§ **Zadania do wykonania**
a - O ile według tekstu o globalnym ociepleniu wzrosła temperatura powierzchni ziemi od połowy lat siedemdziesiątych?
b - Wymień wszystkie dobroczynne skutki globalnego ocieplenia, które podaje tekst o globalnym ociepleniu.
c - Zacytuj z tekstu o globalnym ociepleniu fragment od słów „Czterdziestoletni okres globalnego” aż do słów „nad polskim Bałtykiem.” włącznie.

--- Tekst źródłowy ---

W notce http://almanzor.salon24.pl/580333,unio-twoje-dzielo
nieco dla żartu pod zdjęciem ptaszka marznącego w połowie kwietnia 2014 w Ypsilanti, Michigan, napisałem, że to z winy pani Merkel i pana Baroso którzy opierając się na na fałszywych teoriach za bardzo walczą (za również moje pieniądze) z "Globalnym Ociepleniem".
Czterdziestoletni okres globalnego ocieplenia osiągnął w ostatniej dekadzie ekstremum, w którym tempo jego wzrostu spadło niemal do zera. Być może czas jego się skończył więc najwyższy czas go podsumować. Można oszacować, że od połowy lat siedemdziesiątych (kiedy się zaczął) do teraz temperatura powierzchni ziemi wzrosła około 0,8-0,9K.
Dobroczynne skutki Globalnego Ocieplenia są znane. Na świecie wystąpił znaczący wzrost plonów. Wiele dotąd głodujących krajów cieszy się już obfitością żywności. Nie dotyczy to wszystkich, ale poprawa jest znaczna. Dla mnie nie bez znaczenia jest możliwość spędzania ciepłego urlopu nad polskim Bałtykiem.
Ale jak to jest ze szkodami, które ocieplenie miało spowodować? Poprosiłem aby komentatorzy zastanowili się czy i jakie dla mieszkańców Polski, Europy, Kuli ziemskiej, dla zwierząt, roślin ewentualnie szkody przyniosło ostatnie, trwające około 40 lat Globalne Ocieplenie?
Rzeczowo odpowiedział mi bloger THREEME:
>Mogę np napisac, że mieszkancy Wielkiej Brytanii mocno ucierpieli tegorocznej zimy na skutek sztormów i powodzi wywołanych najprawdopodobniej (liczne dowody) ANORMALNYM przesunięciem prądu strumieniowego, ktore wywołane zostało ocieplającą się Arktyką. Ale Ciebie to pewnie nie przekona....
Mogę napisać o dwóch katastrofalnych suszach w Amazonii w 2005 i 2010 roku....Ale Ciebie to pewnie nie przekona
Przekonuje mnie to dokładnie tak samo, jak przekonywało czytelników bloga wykorzystanie jednostkowego przypadku dla sugestii, że w Ypsilanti, Michigan ptaszek marznie z powodu zbyt intensywnego zwalczania ocieplenia przez panią Merkel i pana Baroso.

--- Podane wiersze ---

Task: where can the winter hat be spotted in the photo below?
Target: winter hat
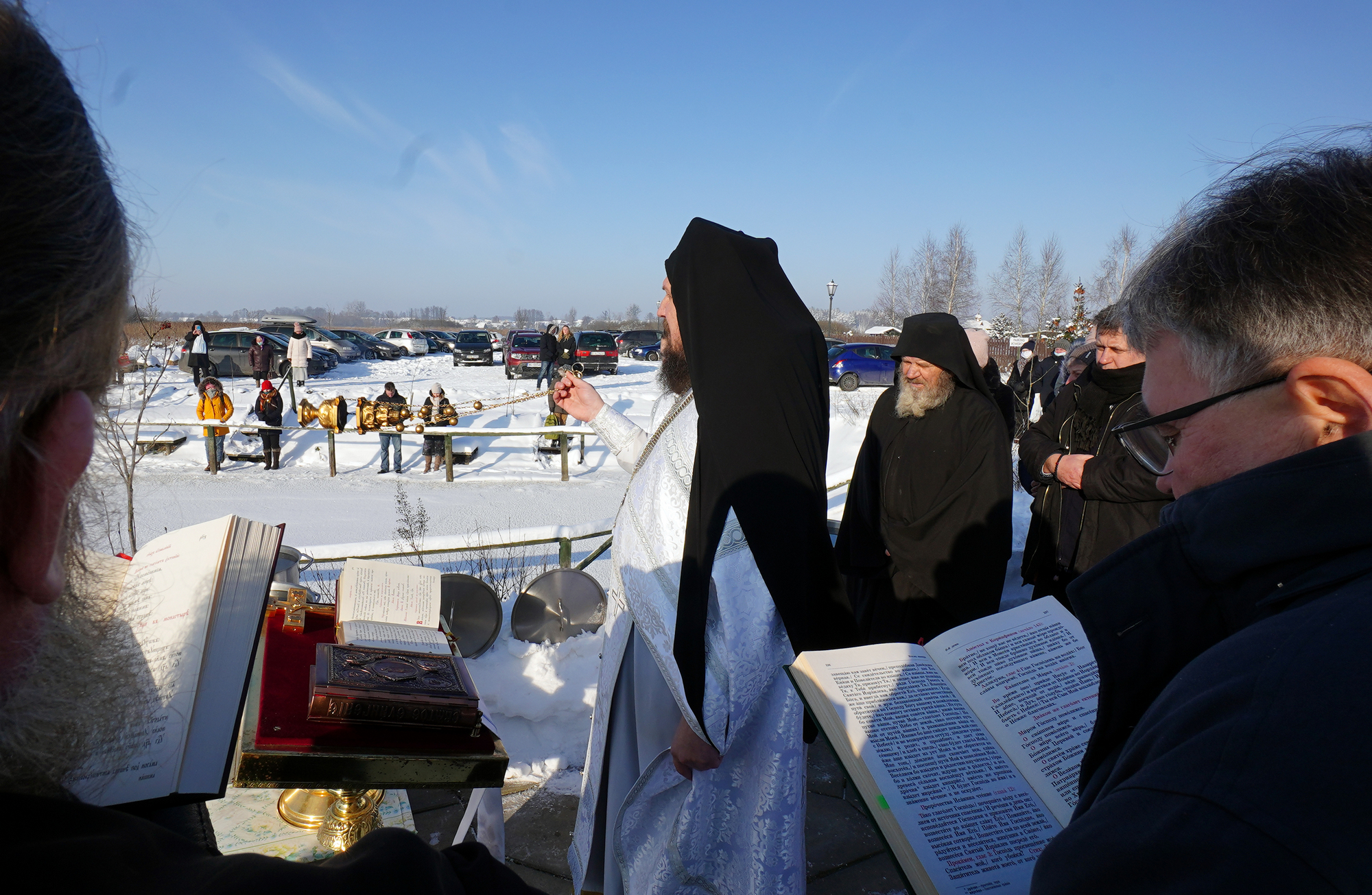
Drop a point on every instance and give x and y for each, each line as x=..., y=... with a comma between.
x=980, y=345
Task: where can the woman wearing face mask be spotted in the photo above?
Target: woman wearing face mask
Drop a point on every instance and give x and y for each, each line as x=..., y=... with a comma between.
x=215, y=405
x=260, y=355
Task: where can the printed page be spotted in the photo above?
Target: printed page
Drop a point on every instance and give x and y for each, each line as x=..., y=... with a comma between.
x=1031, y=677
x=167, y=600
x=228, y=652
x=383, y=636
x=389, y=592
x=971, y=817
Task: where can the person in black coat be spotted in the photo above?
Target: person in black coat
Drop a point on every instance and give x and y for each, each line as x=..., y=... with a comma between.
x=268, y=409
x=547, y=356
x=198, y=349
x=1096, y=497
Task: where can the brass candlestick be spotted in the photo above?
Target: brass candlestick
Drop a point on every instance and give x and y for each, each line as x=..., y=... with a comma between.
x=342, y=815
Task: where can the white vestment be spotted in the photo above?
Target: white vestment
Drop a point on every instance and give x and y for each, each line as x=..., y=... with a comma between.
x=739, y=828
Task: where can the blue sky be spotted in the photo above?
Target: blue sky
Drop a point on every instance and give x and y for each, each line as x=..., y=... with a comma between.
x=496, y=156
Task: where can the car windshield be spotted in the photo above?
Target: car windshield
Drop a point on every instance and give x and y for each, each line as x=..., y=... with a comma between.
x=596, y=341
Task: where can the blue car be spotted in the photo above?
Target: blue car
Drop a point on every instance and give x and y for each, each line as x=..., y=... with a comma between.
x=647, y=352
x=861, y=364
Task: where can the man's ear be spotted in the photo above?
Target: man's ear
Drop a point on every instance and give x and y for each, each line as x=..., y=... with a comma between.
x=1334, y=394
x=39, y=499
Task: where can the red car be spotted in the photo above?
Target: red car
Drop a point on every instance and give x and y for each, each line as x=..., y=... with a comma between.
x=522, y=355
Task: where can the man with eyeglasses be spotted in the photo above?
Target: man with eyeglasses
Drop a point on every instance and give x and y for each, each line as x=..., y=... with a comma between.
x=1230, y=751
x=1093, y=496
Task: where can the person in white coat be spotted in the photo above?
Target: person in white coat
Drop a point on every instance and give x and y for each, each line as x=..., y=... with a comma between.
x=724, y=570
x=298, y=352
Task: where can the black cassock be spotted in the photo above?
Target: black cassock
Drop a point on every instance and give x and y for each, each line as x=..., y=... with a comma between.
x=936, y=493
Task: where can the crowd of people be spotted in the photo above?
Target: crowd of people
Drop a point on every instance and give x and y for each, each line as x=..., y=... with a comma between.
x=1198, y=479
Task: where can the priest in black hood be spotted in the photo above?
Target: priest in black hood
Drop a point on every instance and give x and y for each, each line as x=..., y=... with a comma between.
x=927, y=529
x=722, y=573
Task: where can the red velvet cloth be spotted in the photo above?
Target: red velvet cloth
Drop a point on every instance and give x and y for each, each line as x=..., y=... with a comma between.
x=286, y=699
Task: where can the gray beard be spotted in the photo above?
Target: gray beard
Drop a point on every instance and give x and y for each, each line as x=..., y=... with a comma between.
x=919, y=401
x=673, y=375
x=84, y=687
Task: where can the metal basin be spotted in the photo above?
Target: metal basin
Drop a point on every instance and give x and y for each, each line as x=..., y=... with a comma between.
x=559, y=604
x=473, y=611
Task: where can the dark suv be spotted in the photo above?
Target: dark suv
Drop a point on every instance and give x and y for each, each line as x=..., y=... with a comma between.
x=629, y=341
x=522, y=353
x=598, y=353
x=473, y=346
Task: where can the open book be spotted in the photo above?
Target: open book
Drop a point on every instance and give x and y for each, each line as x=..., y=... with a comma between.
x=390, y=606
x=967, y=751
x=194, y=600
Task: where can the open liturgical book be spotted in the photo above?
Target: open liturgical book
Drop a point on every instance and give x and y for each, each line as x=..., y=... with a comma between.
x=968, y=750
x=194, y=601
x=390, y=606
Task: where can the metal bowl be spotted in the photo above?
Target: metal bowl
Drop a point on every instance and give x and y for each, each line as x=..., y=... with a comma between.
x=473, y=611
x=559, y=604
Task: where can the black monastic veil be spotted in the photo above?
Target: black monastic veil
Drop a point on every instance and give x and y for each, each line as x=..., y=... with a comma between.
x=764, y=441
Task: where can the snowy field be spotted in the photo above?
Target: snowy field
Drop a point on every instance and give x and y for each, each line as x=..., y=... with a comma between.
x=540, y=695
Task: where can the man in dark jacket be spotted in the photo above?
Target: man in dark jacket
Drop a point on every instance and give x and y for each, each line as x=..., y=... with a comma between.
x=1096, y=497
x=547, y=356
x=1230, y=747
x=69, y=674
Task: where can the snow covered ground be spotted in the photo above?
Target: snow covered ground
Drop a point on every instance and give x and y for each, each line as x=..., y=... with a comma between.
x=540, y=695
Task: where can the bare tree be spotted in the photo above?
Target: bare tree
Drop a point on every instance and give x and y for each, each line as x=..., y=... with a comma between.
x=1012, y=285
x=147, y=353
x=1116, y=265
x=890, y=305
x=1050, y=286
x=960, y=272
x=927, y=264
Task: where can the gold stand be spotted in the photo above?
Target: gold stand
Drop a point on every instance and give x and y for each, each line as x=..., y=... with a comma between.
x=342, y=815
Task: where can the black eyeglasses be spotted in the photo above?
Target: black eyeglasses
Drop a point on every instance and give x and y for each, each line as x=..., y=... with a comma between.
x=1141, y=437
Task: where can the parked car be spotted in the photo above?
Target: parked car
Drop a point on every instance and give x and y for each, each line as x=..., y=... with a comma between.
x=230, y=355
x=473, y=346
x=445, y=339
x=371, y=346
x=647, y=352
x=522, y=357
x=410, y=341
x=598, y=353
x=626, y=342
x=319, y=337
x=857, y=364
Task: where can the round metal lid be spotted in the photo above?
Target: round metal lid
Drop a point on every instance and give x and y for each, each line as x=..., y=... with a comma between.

---

§ **Odpowiedzi**
a - O około 0,8–0,9 K.

b -
- znaczący wzrost plonów na świecie
- obfitość żywności w wielu dotąd głodujących krajach
- możliwość spędzania ciepłego urlopu nad polskim Bałtykiem

c -
Czterdziestoletni okres globalnego ocieplenia osiągnął w ostatniej dekadzie ekstremum, w którym tempo jego wzrostu spadło niemal do zera. Być może czas jego się skończył więc najwyższy czas go podsumować. Można oszacować, że od połowy lat siedemdziesiątych (kiedy się zaczął) do teraz temperatura powierzchni ziemi wzrosła około 0,8-0,9K.
Dobroczynne skutki Globalnego Ocieplenia są znane. Na świecie wystąpił znaczący wzrost plonów. Wiele dotąd głodujących krajów cieszy się już obfitością żywności. Nie dotyczy to wszystkich, ale poprawa jest znaczna. Dla mnie nie bez znaczenia jest możliwość spędzania ciepłego urlopu nad polskim Bałtykiem.